------ EXTRACTED ENTRIES
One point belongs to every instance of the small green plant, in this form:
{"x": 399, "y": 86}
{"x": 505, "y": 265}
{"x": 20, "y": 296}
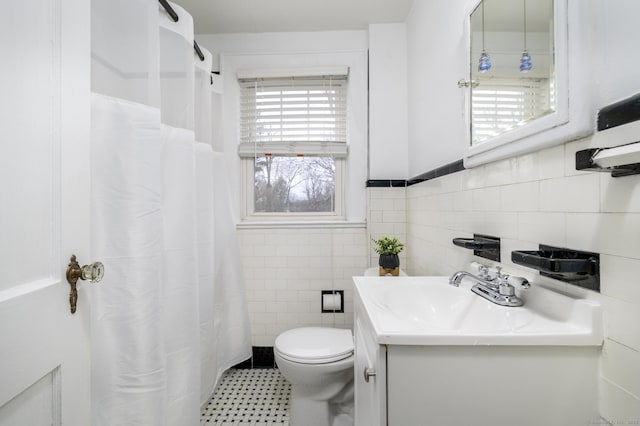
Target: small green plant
{"x": 387, "y": 245}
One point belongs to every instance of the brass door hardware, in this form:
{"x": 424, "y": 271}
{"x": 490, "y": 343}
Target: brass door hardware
{"x": 92, "y": 273}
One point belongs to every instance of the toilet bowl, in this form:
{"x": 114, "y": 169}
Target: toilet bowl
{"x": 318, "y": 362}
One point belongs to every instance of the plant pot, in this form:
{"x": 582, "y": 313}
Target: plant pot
{"x": 389, "y": 264}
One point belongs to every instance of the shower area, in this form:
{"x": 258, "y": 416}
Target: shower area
{"x": 170, "y": 315}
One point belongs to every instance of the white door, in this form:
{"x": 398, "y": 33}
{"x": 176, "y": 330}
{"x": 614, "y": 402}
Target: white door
{"x": 44, "y": 211}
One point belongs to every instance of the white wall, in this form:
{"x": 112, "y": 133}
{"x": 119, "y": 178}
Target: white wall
{"x": 388, "y": 158}
{"x": 533, "y": 198}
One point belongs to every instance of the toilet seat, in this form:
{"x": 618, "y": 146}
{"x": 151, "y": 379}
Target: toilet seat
{"x": 315, "y": 345}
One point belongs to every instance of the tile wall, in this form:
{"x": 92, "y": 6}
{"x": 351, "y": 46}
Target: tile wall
{"x": 286, "y": 269}
{"x": 387, "y": 216}
{"x": 541, "y": 198}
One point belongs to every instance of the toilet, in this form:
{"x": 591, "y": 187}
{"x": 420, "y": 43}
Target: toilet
{"x": 318, "y": 362}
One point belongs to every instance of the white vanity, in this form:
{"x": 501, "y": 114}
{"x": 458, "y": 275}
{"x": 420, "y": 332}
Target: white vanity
{"x": 428, "y": 353}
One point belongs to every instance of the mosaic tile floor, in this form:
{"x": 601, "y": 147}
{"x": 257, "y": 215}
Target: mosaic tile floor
{"x": 249, "y": 397}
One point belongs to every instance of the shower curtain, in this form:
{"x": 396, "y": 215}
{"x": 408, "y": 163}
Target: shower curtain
{"x": 157, "y": 330}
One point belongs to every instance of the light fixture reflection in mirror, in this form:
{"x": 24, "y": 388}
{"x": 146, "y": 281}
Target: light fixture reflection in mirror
{"x": 511, "y": 92}
{"x": 525, "y": 60}
{"x": 484, "y": 64}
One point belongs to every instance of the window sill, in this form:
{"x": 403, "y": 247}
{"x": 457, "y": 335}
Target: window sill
{"x": 301, "y": 225}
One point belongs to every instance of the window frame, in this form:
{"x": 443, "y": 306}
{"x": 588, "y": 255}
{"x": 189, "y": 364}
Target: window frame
{"x": 248, "y": 198}
{"x": 337, "y": 150}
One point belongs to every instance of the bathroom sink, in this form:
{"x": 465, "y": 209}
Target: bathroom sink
{"x": 429, "y": 311}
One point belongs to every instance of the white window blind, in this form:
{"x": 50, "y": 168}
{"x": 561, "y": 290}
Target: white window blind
{"x": 500, "y": 105}
{"x": 292, "y": 116}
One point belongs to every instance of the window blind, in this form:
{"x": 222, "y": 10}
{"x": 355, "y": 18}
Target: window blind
{"x": 301, "y": 115}
{"x": 500, "y": 105}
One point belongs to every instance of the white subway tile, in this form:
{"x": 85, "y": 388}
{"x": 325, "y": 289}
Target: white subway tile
{"x": 622, "y": 321}
{"x": 551, "y": 162}
{"x": 501, "y": 172}
{"x": 522, "y": 197}
{"x": 621, "y": 365}
{"x": 486, "y": 199}
{"x": 620, "y": 278}
{"x": 619, "y": 195}
{"x": 572, "y": 194}
{"x": 498, "y": 224}
{"x": 610, "y": 233}
{"x": 542, "y": 228}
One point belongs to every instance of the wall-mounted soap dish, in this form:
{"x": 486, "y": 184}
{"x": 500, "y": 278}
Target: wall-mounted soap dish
{"x": 482, "y": 245}
{"x": 572, "y": 266}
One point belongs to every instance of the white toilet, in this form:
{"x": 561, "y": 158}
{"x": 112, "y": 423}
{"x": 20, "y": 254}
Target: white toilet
{"x": 318, "y": 362}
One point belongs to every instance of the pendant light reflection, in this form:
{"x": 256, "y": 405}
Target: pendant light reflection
{"x": 484, "y": 64}
{"x": 525, "y": 60}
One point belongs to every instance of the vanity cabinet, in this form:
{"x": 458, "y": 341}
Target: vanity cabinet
{"x": 370, "y": 358}
{"x": 462, "y": 385}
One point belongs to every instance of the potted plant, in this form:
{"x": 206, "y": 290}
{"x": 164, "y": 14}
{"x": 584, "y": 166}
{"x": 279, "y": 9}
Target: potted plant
{"x": 388, "y": 249}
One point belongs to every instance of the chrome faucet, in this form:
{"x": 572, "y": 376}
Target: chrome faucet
{"x": 495, "y": 289}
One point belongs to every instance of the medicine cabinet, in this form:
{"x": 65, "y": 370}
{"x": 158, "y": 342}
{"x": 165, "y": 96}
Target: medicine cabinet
------------
* [TASK OBJECTIVE]: Rewrite the whole listing above, changing every "Target" to "Label" and keeping everything else as it is. Leave out the pictures.

* [EXERCISE SOLUTION]:
One point belongs to every instance of the small green plant, in this form:
{"x": 399, "y": 86}
{"x": 505, "y": 265}
{"x": 20, "y": 296}
Label: small green plant
{"x": 387, "y": 245}
One point belongs to every instance of the brass door hardware, in this form:
{"x": 424, "y": 271}
{"x": 490, "y": 343}
Label: brass door hardware
{"x": 92, "y": 273}
One point belongs to every instance of the toilet bowl, in this form:
{"x": 114, "y": 169}
Label: toilet bowl
{"x": 318, "y": 362}
One point belongs to every instance of the plant pot, in this form:
{"x": 582, "y": 313}
Label: plant pot
{"x": 389, "y": 264}
One point belongs to every instance of the shower area, in this form:
{"x": 258, "y": 416}
Label: shower area
{"x": 170, "y": 315}
One point belongs to every instance of the white door, in this form:
{"x": 398, "y": 33}
{"x": 176, "y": 330}
{"x": 614, "y": 402}
Label: white door
{"x": 44, "y": 211}
One point belongs to every instance of the white wall, in this form:
{"x": 112, "y": 133}
{"x": 119, "y": 178}
Label: white wall
{"x": 388, "y": 158}
{"x": 533, "y": 198}
One point belongs to every instance of the toilet seat, in this form:
{"x": 618, "y": 146}
{"x": 151, "y": 379}
Label: toilet seat
{"x": 315, "y": 345}
One point belongs to every instance of the tile wall, in this form:
{"x": 92, "y": 6}
{"x": 351, "y": 46}
Label: tile wall
{"x": 286, "y": 269}
{"x": 387, "y": 216}
{"x": 541, "y": 198}
One point belongs to every instance of the toilet, in this form:
{"x": 591, "y": 187}
{"x": 420, "y": 43}
Label: toilet
{"x": 318, "y": 362}
One point belongs to every instance of the white vanity, in this form:
{"x": 501, "y": 114}
{"x": 458, "y": 275}
{"x": 420, "y": 332}
Label: white vanity
{"x": 428, "y": 353}
One point belongs to every instance of the mosaic tile floor, in this form:
{"x": 601, "y": 147}
{"x": 257, "y": 215}
Label: mosaic tile floor
{"x": 249, "y": 397}
One point belongs to every instance of the shower curtain, in this form:
{"x": 396, "y": 215}
{"x": 408, "y": 163}
Label: shower curtain
{"x": 157, "y": 330}
One point belongs to every instance of the light fixture reflection in mirror, in this form:
{"x": 24, "y": 388}
{"x": 146, "y": 281}
Label: light fixture reflection in mirror
{"x": 511, "y": 92}
{"x": 525, "y": 60}
{"x": 484, "y": 64}
One point belongs to every instance of the window sill, in this form:
{"x": 403, "y": 247}
{"x": 457, "y": 335}
Label: window sill
{"x": 301, "y": 225}
One point belongs to every instance of the window frame, in this form:
{"x": 443, "y": 306}
{"x": 588, "y": 255}
{"x": 189, "y": 364}
Label: window frame
{"x": 248, "y": 198}
{"x": 337, "y": 150}
One point belongs to every instance of the bathroom sink, in this form:
{"x": 465, "y": 209}
Label: bathroom sink
{"x": 429, "y": 311}
One point belongs to every instance of the white window blind, in this form:
{"x": 50, "y": 168}
{"x": 561, "y": 290}
Label: white window blind
{"x": 500, "y": 105}
{"x": 292, "y": 116}
One point belongs to every instance of the window blind, in this form:
{"x": 222, "y": 10}
{"x": 355, "y": 18}
Label: window blind
{"x": 301, "y": 115}
{"x": 500, "y": 105}
One point belongs to every instance of the white subway tile, in this form:
{"x": 85, "y": 388}
{"x": 325, "y": 289}
Label: white subway tile
{"x": 622, "y": 321}
{"x": 551, "y": 162}
{"x": 501, "y": 172}
{"x": 522, "y": 197}
{"x": 621, "y": 365}
{"x": 486, "y": 199}
{"x": 620, "y": 278}
{"x": 619, "y": 195}
{"x": 572, "y": 194}
{"x": 498, "y": 224}
{"x": 610, "y": 233}
{"x": 542, "y": 228}
One point belongs to every instance of the wall-mounted soap dish, in this form:
{"x": 486, "y": 184}
{"x": 500, "y": 278}
Label: wall-mounted soap dish
{"x": 482, "y": 245}
{"x": 572, "y": 266}
One point belongs to every instance of the white toilet, in this form:
{"x": 561, "y": 158}
{"x": 112, "y": 423}
{"x": 20, "y": 254}
Label: white toilet
{"x": 318, "y": 362}
One point belongs to every instance of the pendant light reflection, in this form:
{"x": 256, "y": 405}
Label: pendant light reflection
{"x": 484, "y": 64}
{"x": 525, "y": 60}
One point belongs to every instance of the vanity cabinet, in this form:
{"x": 458, "y": 341}
Label: vanity cabinet
{"x": 370, "y": 358}
{"x": 462, "y": 385}
One point belongs to every instance of the potted plant, in this form:
{"x": 206, "y": 290}
{"x": 164, "y": 14}
{"x": 584, "y": 166}
{"x": 279, "y": 9}
Label: potted plant
{"x": 388, "y": 249}
One point belongs to every instance of the chrome faucet, in this form:
{"x": 572, "y": 376}
Label: chrome faucet
{"x": 495, "y": 289}
One point belongs to every instance of the medicine cabinet, in this form:
{"x": 65, "y": 370}
{"x": 158, "y": 342}
{"x": 165, "y": 96}
Label: medicine cabinet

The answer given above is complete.